▶ _Stated goal_:
Reproduce the entries below word for word, from the line that contains "Report one point per instance of the yellow" through the last line of the entries, with both of those lines included.
######
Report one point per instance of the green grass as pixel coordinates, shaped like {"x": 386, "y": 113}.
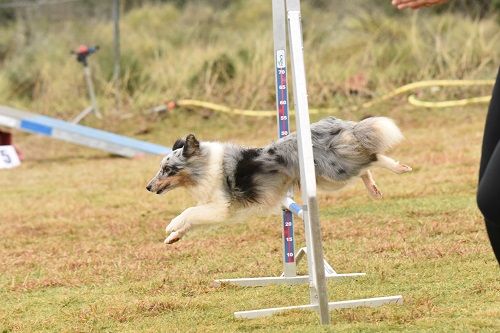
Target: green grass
{"x": 82, "y": 242}
{"x": 81, "y": 239}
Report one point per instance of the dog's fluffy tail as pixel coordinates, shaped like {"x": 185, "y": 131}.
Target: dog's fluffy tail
{"x": 377, "y": 134}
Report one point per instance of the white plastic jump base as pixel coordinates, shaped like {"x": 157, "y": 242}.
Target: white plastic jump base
{"x": 363, "y": 302}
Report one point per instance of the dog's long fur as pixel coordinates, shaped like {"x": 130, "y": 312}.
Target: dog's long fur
{"x": 226, "y": 178}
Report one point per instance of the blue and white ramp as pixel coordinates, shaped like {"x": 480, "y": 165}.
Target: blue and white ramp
{"x": 78, "y": 134}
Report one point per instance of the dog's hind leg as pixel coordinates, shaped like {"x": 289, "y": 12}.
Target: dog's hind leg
{"x": 388, "y": 163}
{"x": 181, "y": 224}
{"x": 370, "y": 185}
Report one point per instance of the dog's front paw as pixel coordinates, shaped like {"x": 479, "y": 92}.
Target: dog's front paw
{"x": 176, "y": 224}
{"x": 375, "y": 192}
{"x": 172, "y": 238}
{"x": 176, "y": 229}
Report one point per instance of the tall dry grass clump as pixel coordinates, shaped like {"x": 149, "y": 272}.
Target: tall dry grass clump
{"x": 225, "y": 56}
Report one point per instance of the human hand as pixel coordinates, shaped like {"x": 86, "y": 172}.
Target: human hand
{"x": 415, "y": 4}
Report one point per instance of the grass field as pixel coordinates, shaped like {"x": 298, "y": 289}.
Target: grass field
{"x": 82, "y": 241}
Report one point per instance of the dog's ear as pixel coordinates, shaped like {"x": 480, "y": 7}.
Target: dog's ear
{"x": 191, "y": 146}
{"x": 179, "y": 143}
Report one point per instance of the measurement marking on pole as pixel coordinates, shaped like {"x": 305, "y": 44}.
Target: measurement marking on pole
{"x": 289, "y": 245}
{"x": 284, "y": 130}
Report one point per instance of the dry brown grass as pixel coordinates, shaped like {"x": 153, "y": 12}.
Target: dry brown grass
{"x": 82, "y": 248}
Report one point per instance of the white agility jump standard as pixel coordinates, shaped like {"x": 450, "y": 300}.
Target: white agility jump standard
{"x": 318, "y": 269}
{"x": 77, "y": 134}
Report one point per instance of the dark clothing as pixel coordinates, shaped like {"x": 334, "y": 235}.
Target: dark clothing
{"x": 488, "y": 194}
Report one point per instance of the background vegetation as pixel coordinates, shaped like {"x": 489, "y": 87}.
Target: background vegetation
{"x": 82, "y": 247}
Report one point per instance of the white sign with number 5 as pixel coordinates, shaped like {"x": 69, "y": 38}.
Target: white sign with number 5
{"x": 8, "y": 157}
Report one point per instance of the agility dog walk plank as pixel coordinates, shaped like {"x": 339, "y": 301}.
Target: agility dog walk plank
{"x": 78, "y": 134}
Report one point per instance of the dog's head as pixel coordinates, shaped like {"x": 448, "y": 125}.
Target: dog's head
{"x": 176, "y": 169}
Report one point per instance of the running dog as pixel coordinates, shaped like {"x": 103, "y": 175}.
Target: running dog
{"x": 228, "y": 180}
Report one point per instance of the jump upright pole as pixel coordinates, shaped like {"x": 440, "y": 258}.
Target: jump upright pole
{"x": 317, "y": 286}
{"x": 286, "y": 14}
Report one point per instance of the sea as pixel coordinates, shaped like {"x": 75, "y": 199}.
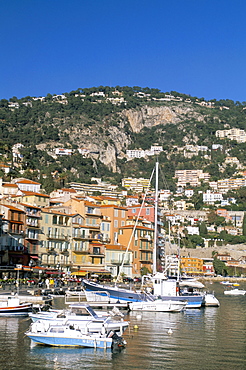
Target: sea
{"x": 210, "y": 338}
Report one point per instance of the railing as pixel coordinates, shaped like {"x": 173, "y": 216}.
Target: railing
{"x": 56, "y": 236}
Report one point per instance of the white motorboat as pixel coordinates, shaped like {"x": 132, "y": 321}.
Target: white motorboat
{"x": 13, "y": 307}
{"x": 83, "y": 316}
{"x": 235, "y": 292}
{"x": 73, "y": 336}
{"x": 210, "y": 300}
{"x": 158, "y": 306}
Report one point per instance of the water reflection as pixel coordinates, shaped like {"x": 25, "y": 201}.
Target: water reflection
{"x": 211, "y": 338}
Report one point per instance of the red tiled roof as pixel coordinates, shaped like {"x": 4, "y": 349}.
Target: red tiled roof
{"x": 10, "y": 185}
{"x": 26, "y": 181}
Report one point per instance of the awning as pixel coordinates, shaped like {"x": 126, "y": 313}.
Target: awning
{"x": 84, "y": 272}
{"x": 54, "y": 272}
{"x": 79, "y": 273}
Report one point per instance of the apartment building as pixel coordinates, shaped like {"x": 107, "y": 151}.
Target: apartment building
{"x": 191, "y": 266}
{"x": 141, "y": 244}
{"x": 210, "y": 197}
{"x": 32, "y": 198}
{"x": 13, "y": 236}
{"x": 230, "y": 184}
{"x": 232, "y": 134}
{"x": 137, "y": 185}
{"x": 117, "y": 215}
{"x": 118, "y": 259}
{"x": 191, "y": 177}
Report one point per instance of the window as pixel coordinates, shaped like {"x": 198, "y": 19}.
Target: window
{"x": 96, "y": 250}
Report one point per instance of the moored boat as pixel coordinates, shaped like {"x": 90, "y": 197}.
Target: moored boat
{"x": 83, "y": 316}
{"x": 235, "y": 292}
{"x": 72, "y": 336}
{"x": 13, "y": 307}
{"x": 158, "y": 306}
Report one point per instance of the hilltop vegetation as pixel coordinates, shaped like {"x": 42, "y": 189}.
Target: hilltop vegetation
{"x": 98, "y": 119}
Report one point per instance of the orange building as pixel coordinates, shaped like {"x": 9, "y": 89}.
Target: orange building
{"x": 141, "y": 244}
{"x": 118, "y": 216}
{"x": 191, "y": 266}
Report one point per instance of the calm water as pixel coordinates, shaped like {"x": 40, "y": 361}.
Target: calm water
{"x": 211, "y": 338}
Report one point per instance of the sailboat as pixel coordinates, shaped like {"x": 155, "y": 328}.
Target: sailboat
{"x": 164, "y": 289}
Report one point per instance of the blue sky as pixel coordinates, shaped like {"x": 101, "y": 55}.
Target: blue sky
{"x": 196, "y": 47}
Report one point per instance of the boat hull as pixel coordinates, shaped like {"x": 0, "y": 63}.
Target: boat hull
{"x": 97, "y": 292}
{"x": 20, "y": 310}
{"x": 63, "y": 341}
{"x": 158, "y": 306}
{"x": 235, "y": 292}
{"x": 193, "y": 301}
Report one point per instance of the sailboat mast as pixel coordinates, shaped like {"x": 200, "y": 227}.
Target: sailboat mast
{"x": 156, "y": 211}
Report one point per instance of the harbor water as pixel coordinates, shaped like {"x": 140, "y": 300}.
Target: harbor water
{"x": 209, "y": 338}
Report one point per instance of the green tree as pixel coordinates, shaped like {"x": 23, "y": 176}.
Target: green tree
{"x": 220, "y": 267}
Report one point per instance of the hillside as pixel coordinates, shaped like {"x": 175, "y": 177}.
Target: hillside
{"x": 107, "y": 121}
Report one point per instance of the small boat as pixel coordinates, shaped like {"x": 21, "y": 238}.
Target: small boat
{"x": 226, "y": 282}
{"x": 72, "y": 336}
{"x": 13, "y": 307}
{"x": 158, "y": 306}
{"x": 210, "y": 300}
{"x": 100, "y": 292}
{"x": 235, "y": 292}
{"x": 81, "y": 315}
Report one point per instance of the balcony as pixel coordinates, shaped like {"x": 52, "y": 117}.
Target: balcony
{"x": 92, "y": 225}
{"x": 31, "y": 214}
{"x": 82, "y": 251}
{"x": 145, "y": 261}
{"x": 51, "y": 251}
{"x": 146, "y": 237}
{"x": 56, "y": 237}
{"x": 31, "y": 236}
{"x": 146, "y": 249}
{"x": 118, "y": 262}
{"x": 17, "y": 232}
{"x": 32, "y": 223}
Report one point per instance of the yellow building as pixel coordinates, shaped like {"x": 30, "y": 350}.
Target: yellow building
{"x": 141, "y": 245}
{"x": 191, "y": 266}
######
▶ _Final result_:
Report one point per instance of the yellow building as pixel coordinates, shaped like {"x": 30, "y": 350}.
Target: yellow building
{"x": 141, "y": 245}
{"x": 191, "y": 266}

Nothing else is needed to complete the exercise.